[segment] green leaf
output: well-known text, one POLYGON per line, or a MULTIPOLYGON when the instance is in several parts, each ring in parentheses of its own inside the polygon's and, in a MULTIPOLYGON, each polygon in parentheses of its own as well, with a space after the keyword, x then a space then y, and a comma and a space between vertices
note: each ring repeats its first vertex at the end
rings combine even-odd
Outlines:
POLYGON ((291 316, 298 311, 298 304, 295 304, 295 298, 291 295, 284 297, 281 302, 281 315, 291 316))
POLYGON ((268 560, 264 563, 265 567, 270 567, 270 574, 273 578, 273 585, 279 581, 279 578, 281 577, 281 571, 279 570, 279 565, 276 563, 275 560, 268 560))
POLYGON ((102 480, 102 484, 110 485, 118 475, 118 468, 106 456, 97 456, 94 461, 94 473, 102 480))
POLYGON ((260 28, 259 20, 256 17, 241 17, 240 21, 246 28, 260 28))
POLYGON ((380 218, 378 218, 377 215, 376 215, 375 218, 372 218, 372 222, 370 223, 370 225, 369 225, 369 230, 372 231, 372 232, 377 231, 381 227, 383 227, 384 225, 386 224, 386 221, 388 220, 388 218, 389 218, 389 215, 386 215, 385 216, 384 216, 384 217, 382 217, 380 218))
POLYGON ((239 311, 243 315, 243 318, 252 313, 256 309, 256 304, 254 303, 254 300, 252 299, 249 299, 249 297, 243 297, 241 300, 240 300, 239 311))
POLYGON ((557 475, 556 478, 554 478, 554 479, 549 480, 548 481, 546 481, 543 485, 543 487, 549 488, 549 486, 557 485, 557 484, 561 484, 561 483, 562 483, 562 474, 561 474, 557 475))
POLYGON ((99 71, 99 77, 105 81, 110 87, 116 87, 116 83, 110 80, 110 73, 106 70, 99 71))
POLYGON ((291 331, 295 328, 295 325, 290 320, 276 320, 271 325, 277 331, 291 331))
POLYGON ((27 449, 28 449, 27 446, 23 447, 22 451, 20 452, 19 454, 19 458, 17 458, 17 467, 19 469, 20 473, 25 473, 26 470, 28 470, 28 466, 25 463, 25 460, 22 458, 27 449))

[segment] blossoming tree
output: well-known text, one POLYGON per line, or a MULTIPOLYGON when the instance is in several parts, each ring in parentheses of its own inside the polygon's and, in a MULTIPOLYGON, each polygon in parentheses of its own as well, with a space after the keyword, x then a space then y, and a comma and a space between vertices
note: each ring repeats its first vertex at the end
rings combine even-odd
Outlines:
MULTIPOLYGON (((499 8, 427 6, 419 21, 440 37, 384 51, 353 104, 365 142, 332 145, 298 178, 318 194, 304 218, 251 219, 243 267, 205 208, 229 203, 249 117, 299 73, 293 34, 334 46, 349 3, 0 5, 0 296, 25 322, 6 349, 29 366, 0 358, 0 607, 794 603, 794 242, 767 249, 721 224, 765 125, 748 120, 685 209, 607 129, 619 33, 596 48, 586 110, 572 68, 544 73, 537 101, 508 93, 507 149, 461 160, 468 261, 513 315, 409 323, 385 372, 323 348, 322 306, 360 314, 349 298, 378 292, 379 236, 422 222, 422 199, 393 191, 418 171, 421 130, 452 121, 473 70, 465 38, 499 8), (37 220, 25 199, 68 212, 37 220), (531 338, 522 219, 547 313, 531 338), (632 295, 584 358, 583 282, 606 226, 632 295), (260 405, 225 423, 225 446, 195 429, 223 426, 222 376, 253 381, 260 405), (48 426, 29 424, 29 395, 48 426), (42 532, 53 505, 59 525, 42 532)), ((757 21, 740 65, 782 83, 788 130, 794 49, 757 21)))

:: WORK TO DO ::
Copy out every line of the entries above again, character for character, without changing anything.

:: RESPONSE TO THE EXERCISE ::
[segment] green leaf
output: well-known text, one POLYGON per line, or a MULTIPOLYGON when the instance is in several parts, each ring in parentheses of its own inside the polygon's and, in a MULTIPOLYGON, each polygon in parentheses of its own as well, with a space after the keyword, x then a space then y, and a comma and a space between vertices
note: each ring repeats its first vertex at the end
rings combine even-odd
Outlines:
POLYGON ((291 316, 298 311, 298 304, 295 304, 295 298, 291 295, 284 297, 281 302, 281 315, 291 316))
POLYGON ((268 560, 264 563, 265 567, 270 567, 270 574, 273 578, 273 585, 279 581, 279 578, 281 577, 281 571, 279 570, 279 565, 276 563, 275 560, 268 560))
POLYGON ((102 480, 102 484, 110 485, 118 475, 118 468, 106 456, 97 456, 94 461, 94 473, 102 480))
POLYGON ((260 28, 259 20, 256 17, 241 17, 240 21, 246 28, 260 28))
POLYGON ((380 218, 378 218, 377 215, 376 215, 375 218, 372 218, 372 222, 370 223, 370 225, 369 225, 369 230, 372 231, 372 232, 377 231, 381 227, 383 227, 384 225, 386 224, 386 221, 388 220, 388 218, 389 218, 389 215, 386 215, 385 216, 384 216, 384 217, 382 217, 380 218))
POLYGON ((239 311, 243 315, 243 318, 252 313, 256 309, 256 304, 254 303, 254 300, 252 299, 249 299, 249 297, 243 297, 241 300, 240 300, 239 311))
POLYGON ((557 475, 556 478, 554 478, 554 479, 549 480, 548 481, 546 481, 543 485, 543 487, 549 488, 549 486, 557 485, 557 484, 561 484, 561 483, 562 483, 562 474, 561 474, 557 475))
POLYGON ((99 71, 99 77, 105 81, 110 87, 116 87, 116 83, 110 80, 110 73, 106 70, 99 71))
POLYGON ((291 331, 295 328, 295 325, 290 320, 276 320, 271 325, 277 331, 291 331))
POLYGON ((27 449, 28 449, 27 446, 23 447, 22 451, 20 452, 19 454, 19 458, 17 458, 17 467, 19 469, 20 473, 25 473, 26 470, 28 470, 28 466, 25 463, 25 460, 22 458, 27 449))

[segment] blossoming tree
output: well-known text, one POLYGON per line, or a MULTIPOLYGON when the instance is in several parts, each ring in parentheses of its own inside the polygon's and, in a MULTIPOLYGON, each polygon in parentheses of its own as well, with a space after the keyword, x then a space then y, and a comma and a space between vertices
note: each ring repeats its first vertex at the end
rings combine even-odd
Outlines:
MULTIPOLYGON (((499 8, 427 6, 419 21, 440 37, 384 51, 353 104, 365 142, 332 145, 298 178, 318 194, 304 218, 251 219, 243 267, 205 208, 229 203, 249 117, 299 73, 293 34, 334 46, 349 3, 0 5, 0 296, 25 322, 6 349, 29 366, 0 358, 0 607, 794 603, 794 242, 767 249, 721 224, 765 125, 748 120, 685 209, 607 129, 619 33, 596 48, 586 110, 572 68, 544 73, 537 101, 508 93, 507 149, 461 160, 468 261, 513 315, 409 323, 385 372, 323 348, 322 306, 360 314, 349 298, 378 292, 379 236, 422 222, 422 199, 393 191, 418 171, 421 130, 452 121, 473 70, 465 38, 499 8), (37 220, 25 199, 68 212, 37 220), (531 338, 522 219, 547 313, 531 338), (632 295, 584 358, 583 282, 606 226, 632 295), (260 405, 225 423, 225 446, 195 429, 223 426, 222 376, 253 381, 260 405), (48 426, 29 424, 29 395, 48 426), (42 532, 53 505, 59 525, 42 532)), ((757 21, 740 65, 782 83, 788 130, 794 49, 757 21)))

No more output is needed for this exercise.